Direction
Set down, without alteration, the lines from the one that contains "Confirm that each instance of the windshield" through the final line of the material below.

(Dataset records)
>> begin
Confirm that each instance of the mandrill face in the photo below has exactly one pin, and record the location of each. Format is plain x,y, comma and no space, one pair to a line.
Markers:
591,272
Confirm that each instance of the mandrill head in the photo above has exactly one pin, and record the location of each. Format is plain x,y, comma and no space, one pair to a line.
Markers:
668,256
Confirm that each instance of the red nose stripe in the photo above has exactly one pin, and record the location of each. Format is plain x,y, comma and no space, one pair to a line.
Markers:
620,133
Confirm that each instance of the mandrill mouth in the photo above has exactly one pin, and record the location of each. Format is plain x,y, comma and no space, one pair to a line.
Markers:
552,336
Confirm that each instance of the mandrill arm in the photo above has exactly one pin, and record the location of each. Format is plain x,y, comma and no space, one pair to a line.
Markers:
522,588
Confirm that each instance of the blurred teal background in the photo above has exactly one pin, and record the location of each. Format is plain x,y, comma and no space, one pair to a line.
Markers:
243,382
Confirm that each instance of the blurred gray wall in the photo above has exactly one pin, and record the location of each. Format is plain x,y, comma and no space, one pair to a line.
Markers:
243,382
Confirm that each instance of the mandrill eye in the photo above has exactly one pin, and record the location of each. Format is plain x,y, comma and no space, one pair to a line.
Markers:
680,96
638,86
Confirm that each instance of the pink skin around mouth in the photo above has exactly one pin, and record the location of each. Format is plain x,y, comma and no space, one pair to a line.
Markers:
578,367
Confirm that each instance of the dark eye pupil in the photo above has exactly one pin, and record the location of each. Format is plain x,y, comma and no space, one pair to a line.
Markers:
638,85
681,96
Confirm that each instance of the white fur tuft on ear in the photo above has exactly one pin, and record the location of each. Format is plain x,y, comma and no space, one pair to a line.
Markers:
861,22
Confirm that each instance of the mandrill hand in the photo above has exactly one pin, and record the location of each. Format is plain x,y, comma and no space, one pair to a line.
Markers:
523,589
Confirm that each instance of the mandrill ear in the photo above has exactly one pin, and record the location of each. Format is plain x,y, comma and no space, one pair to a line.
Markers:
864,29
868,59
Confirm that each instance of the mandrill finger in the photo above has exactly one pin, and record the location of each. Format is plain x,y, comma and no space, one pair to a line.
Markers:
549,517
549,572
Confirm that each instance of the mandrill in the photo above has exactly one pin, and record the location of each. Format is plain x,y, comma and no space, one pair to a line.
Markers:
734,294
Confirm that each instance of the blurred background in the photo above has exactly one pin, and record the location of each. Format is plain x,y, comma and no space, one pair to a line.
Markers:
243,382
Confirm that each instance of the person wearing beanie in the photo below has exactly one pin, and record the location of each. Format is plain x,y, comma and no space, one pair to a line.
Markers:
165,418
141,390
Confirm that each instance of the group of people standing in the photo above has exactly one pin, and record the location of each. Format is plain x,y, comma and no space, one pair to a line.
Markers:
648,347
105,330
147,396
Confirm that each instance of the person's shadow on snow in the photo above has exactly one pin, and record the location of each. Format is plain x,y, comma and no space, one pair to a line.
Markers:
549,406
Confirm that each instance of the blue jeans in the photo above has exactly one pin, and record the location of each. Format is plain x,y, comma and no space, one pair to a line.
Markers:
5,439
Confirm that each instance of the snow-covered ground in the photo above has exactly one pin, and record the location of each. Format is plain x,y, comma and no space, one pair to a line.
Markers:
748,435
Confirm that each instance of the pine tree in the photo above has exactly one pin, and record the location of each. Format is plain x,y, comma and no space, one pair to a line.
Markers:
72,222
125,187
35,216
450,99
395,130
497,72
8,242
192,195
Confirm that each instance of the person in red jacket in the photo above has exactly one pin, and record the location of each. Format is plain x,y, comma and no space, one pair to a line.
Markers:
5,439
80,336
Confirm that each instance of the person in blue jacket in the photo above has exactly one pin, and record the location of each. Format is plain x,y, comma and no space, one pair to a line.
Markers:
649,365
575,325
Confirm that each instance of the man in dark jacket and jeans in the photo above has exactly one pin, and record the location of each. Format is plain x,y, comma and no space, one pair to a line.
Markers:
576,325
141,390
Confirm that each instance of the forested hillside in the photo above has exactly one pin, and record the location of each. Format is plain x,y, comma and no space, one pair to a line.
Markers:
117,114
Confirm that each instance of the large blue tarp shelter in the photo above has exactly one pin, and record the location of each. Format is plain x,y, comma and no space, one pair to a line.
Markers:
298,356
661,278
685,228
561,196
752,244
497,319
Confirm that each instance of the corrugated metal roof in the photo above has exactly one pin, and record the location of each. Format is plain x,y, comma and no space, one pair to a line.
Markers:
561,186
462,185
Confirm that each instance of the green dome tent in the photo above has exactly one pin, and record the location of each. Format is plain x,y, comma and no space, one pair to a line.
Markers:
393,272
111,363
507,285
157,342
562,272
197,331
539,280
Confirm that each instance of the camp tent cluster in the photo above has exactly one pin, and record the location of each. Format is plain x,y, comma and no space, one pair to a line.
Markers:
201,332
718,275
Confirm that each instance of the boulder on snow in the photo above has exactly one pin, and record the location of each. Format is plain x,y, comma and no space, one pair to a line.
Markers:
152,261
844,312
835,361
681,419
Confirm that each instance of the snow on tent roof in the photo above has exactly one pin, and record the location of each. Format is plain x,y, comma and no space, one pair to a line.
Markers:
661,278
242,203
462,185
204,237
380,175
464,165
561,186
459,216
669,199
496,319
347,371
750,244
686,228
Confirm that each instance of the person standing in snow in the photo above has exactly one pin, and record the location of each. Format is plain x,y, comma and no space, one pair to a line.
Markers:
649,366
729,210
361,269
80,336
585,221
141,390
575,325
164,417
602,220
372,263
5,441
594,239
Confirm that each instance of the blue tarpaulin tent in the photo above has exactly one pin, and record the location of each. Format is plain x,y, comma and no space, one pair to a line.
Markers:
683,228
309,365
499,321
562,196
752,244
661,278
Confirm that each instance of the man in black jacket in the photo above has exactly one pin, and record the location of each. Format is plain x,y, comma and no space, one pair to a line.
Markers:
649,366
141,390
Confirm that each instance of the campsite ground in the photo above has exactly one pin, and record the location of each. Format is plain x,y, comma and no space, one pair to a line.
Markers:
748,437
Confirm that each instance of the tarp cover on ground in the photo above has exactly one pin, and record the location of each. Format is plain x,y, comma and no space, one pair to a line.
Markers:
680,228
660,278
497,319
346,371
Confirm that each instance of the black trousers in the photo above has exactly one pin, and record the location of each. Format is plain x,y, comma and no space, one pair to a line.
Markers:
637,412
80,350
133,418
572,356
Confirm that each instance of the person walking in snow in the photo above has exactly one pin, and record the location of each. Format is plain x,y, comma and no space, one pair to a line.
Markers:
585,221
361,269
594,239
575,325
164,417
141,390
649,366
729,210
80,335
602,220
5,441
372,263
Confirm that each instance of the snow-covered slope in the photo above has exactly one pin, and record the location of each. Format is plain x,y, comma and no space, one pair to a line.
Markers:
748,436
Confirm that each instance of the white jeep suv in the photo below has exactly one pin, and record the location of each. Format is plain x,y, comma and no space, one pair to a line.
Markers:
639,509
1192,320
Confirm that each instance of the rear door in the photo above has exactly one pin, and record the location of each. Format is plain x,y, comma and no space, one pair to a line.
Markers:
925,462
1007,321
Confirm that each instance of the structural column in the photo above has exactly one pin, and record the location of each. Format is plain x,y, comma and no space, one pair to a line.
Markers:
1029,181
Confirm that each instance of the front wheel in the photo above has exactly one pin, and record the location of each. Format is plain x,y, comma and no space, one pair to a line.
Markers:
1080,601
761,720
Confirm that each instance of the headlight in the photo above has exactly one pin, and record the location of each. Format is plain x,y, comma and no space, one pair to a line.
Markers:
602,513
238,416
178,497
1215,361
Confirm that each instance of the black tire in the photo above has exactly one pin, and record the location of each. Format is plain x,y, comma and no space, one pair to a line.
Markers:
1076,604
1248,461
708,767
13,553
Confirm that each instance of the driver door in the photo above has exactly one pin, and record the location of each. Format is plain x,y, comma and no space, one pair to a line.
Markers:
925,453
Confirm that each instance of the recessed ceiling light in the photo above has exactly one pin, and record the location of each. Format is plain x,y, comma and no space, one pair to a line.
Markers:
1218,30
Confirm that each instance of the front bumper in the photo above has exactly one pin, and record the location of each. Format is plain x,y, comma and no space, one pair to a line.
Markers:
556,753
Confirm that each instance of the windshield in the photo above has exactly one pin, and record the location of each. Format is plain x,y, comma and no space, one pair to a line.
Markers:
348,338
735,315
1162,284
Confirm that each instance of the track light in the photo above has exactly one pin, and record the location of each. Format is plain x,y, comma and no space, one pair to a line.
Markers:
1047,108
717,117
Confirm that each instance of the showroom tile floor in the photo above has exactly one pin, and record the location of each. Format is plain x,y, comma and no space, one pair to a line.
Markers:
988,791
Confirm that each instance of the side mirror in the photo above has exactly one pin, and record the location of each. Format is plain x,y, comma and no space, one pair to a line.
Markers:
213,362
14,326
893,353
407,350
>> end
Reply
Confirm that each instance of the windshield in the photo above has exactly one pin, and record the location of each. Format is plain x,y, comma and no space, one pair to a line.
Markers:
348,338
735,315
1162,284
Confirm that each instance of the track light in the photo above has exactly one pin, and record the location of each. Format is plain x,y, comma and no space, one pair to a line.
Markers:
1047,108
717,117
Confirm that each instance of the showroom tile floor in the photo above has exactly one pin, and record the location of each. Format is plain x,y, comma and no space, one pair to a line.
Markers:
988,791
Confirm that each instance of the side mirror in the photo above has exactly one pin, and record the location of each. Format is plain x,y, comma and no space, one pair to a line.
Markers:
213,362
14,326
893,353
407,350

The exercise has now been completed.